Viril était une fois dans l’Ouest

Trouble dans le slip

La question est complexe, n’annulant en rien de rien des siècles d’oppression masculine. Mais le modèle viriliste qui imprègne nos sociétés a aussi des conséquences négatives sur les habitants de la planète zob. Et sur leur sexualité.
Par Etienne Savoye

Oh qu’ils sont nuls. On les a tous et toutes vus pleurer la « mort de la virilité » sur les plateaux télés et les réseaux sociaux. S’égosiller qu’il n’y avait plus de drague possible, plus de « galanterie à la française », plus rien de rien. Les Zemmour, les Soral, les adeptes du c’était mieux avant quand on troussait nos domestiques, et tous les bataillons des frustrés d’Internet qui voient « la » femme comme une conquête de la Pologne. Ils sont l’armée d’une défaite phallocrate qui ne peut que réjouir. Reste que leur désespoir, aux larmes savoureuses, rappelle un constat pertinent si on l’aborde avec tous les guillemets nécessaires : la culture de la virilité, versant mec, c’est pas forcément de la tarte – aujourd’hui comme hier.

C’est ce hiatus que décrypte Oli via Gazalé dans le très recommandé Le Mythe de la virilité – un piège pour les deux sexes1.

Construction d’une oppression

L’ouvrage fouillé d’Olivia Gazalé est à la fois enthousiasmant et déprimant. Enthousiasmant parce qu’elle décrit avec optimisme les évolutions récentes et progressistes de la « masculinité » – tout ce qui fait enrager ces crétins de masculinistes « qui dénoncent une dévirilisation prétendument inédite dans l’Histoire » sans avoir saisi « qu’il s’agit là d’une très ancienne rengaine, reprise de génération en génération ». Déprimant parce qu’il retrace plusieurs millénaires de connerie diligentée par le genre auquel j’appartiens.

La chercheuse résume ainsi sa thèse en début d’ouvrage : « Le malaise masculin est réel […] mais ne résulte pas tant de la récente révolution féministe (processus loin d’être achevé) que du piège que l’homme s’est tendu à lui-même, il y a près de trois millénaires, en accomplissant la révolution viriarcale qui fit de lui le maître absolu de la femme. »

Grosso modo, cela se serait passé ainsi : jusqu’il y a quelques milliers d’années aurait régné sur la planète une « meilleure répartition des pouvoirs entre hommes et femmes [qui] aurait précédé la culture patriarcale ». Puis sur des échelles de temps différentes selon les civilisations et les religions, la femme, qui jusqu’ici était plus admirée que crainte, notamment pour son rôle central dans la reproduction, s’est vu attribuer les stigmates de l’être inférieur, fourbe et dangereux. Et bim, en quelques siècles : « Le monde [bascule] dans une nouvelle ère absolument et radicalement androcentrée. »

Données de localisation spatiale
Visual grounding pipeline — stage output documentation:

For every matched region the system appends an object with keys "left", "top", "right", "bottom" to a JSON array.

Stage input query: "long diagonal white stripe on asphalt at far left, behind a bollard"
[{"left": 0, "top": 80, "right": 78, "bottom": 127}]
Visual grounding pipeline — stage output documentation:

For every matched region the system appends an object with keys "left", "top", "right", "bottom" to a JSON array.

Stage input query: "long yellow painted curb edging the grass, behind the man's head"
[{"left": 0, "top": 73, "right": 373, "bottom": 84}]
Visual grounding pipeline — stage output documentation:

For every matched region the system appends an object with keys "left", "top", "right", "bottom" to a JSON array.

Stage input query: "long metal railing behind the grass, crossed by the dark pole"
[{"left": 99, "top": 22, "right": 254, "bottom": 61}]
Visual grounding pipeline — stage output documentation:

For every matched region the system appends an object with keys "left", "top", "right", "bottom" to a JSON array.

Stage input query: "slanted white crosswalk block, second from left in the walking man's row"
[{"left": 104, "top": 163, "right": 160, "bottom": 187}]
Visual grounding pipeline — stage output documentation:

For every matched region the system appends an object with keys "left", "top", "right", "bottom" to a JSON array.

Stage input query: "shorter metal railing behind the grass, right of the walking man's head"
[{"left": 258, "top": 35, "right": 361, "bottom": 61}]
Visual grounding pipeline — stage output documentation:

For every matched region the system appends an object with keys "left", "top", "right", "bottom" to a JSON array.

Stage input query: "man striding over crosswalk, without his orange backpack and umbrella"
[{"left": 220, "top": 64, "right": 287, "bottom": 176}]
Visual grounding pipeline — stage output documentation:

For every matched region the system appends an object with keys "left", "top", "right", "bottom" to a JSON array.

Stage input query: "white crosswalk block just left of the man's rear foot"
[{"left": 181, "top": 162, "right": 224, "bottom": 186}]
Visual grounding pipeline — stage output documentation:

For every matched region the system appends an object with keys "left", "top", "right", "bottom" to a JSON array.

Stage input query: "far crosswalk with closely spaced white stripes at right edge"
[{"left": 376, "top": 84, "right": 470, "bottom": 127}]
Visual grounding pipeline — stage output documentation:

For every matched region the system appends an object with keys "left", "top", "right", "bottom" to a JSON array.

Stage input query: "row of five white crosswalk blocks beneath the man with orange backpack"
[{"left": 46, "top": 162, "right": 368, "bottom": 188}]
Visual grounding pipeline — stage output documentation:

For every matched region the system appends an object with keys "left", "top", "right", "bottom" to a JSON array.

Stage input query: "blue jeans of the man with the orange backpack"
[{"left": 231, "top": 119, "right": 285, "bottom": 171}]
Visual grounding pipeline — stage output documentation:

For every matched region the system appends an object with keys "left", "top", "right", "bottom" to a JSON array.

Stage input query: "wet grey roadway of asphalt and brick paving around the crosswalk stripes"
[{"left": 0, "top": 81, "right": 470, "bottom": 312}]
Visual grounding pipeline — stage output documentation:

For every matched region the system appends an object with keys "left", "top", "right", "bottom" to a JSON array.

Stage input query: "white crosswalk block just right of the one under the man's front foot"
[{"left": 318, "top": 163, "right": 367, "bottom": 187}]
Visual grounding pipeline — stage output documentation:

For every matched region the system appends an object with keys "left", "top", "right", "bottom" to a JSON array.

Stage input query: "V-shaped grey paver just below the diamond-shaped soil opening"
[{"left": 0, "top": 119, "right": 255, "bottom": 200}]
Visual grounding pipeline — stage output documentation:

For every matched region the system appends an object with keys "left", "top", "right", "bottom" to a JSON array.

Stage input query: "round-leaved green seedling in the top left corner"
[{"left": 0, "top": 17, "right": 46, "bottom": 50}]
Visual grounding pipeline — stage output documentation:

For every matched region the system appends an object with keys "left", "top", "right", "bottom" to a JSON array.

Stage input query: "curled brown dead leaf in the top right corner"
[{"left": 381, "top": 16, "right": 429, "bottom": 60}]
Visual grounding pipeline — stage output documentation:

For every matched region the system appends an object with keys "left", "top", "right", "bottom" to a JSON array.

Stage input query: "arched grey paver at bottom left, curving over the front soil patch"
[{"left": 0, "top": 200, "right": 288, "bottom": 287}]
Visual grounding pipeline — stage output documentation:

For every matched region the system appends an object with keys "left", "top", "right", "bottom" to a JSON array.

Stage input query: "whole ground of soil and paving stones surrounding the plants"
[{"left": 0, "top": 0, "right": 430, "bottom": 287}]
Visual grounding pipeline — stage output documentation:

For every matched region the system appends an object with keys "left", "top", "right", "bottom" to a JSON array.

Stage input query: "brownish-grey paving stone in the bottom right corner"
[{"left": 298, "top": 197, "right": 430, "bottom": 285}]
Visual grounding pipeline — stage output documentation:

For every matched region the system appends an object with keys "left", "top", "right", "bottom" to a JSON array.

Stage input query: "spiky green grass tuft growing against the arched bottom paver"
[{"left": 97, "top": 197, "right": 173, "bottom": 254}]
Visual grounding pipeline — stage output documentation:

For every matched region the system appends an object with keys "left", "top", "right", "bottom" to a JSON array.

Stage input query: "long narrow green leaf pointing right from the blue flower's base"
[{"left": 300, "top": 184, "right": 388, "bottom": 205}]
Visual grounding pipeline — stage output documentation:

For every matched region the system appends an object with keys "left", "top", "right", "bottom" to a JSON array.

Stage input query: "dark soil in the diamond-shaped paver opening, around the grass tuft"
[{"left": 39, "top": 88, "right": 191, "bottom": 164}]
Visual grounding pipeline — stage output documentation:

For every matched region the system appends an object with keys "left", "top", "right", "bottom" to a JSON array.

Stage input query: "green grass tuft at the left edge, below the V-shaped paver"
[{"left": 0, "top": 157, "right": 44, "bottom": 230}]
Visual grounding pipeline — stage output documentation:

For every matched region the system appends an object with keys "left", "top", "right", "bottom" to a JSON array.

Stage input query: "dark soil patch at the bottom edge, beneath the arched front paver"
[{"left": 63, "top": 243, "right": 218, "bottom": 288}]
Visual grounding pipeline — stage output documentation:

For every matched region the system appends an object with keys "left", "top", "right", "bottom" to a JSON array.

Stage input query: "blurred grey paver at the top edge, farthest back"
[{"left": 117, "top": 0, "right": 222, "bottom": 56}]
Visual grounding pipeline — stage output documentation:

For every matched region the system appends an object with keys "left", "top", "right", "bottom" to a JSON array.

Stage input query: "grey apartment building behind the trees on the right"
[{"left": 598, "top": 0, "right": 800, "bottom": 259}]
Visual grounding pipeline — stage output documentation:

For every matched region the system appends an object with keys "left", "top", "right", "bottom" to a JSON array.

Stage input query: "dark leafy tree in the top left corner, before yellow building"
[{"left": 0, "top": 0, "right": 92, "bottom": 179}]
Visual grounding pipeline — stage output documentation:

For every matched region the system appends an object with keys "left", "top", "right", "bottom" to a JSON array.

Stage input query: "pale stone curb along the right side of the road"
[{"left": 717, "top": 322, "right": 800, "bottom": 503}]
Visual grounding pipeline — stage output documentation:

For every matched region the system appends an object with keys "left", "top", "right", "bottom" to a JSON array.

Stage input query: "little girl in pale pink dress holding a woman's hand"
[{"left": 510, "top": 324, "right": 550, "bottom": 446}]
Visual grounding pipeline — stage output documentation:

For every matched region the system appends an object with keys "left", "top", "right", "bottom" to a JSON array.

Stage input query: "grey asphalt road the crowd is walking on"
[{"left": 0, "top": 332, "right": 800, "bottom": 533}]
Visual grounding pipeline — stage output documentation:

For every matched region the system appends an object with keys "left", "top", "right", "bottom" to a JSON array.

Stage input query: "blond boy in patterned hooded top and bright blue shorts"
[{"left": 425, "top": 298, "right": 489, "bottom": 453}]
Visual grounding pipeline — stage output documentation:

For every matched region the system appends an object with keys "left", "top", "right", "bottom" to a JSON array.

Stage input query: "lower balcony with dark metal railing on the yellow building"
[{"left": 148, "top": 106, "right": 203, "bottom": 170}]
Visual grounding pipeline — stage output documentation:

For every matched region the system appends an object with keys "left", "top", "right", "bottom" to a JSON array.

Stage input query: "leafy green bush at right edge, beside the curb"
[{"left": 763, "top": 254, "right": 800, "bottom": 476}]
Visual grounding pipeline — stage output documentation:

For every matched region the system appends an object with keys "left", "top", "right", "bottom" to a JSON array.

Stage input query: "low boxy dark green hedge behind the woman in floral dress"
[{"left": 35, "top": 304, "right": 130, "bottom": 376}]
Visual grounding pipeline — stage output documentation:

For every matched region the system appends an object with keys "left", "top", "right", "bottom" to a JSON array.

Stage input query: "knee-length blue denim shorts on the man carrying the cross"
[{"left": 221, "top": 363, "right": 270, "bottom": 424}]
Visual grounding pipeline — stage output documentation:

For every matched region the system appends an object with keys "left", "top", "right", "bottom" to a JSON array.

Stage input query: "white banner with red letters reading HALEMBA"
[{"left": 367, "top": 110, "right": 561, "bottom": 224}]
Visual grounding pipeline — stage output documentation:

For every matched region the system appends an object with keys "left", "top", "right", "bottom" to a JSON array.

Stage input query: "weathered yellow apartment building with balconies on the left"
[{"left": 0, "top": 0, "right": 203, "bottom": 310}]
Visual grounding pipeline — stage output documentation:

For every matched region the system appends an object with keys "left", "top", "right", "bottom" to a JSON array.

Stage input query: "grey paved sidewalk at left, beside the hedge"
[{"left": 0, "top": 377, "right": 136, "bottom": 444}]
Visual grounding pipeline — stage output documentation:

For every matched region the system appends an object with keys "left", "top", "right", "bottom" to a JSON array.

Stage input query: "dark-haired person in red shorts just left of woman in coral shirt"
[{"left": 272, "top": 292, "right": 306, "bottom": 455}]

CONSIGNE —
Répondez brièvement à ces questions sur l'article :
1. Quel ouvrage d'Olivia Gazalé l'article recommande-t-il ?
2. Selon la thèse de la chercheuse, il y a combien de temps l'homme s'est-il tendu à lui-même un piège ?
3. Pour quel rôle la femme était-elle notamment admirée avant de se voir attribuer les stigmates de l'être inférieur ?

RÉPONSE —
1. Le Mythe de la virilité – un piège pour les deux sexes.
2. Il y a près de trois millénaires.
3. Pour son rôle central dans la reproduction.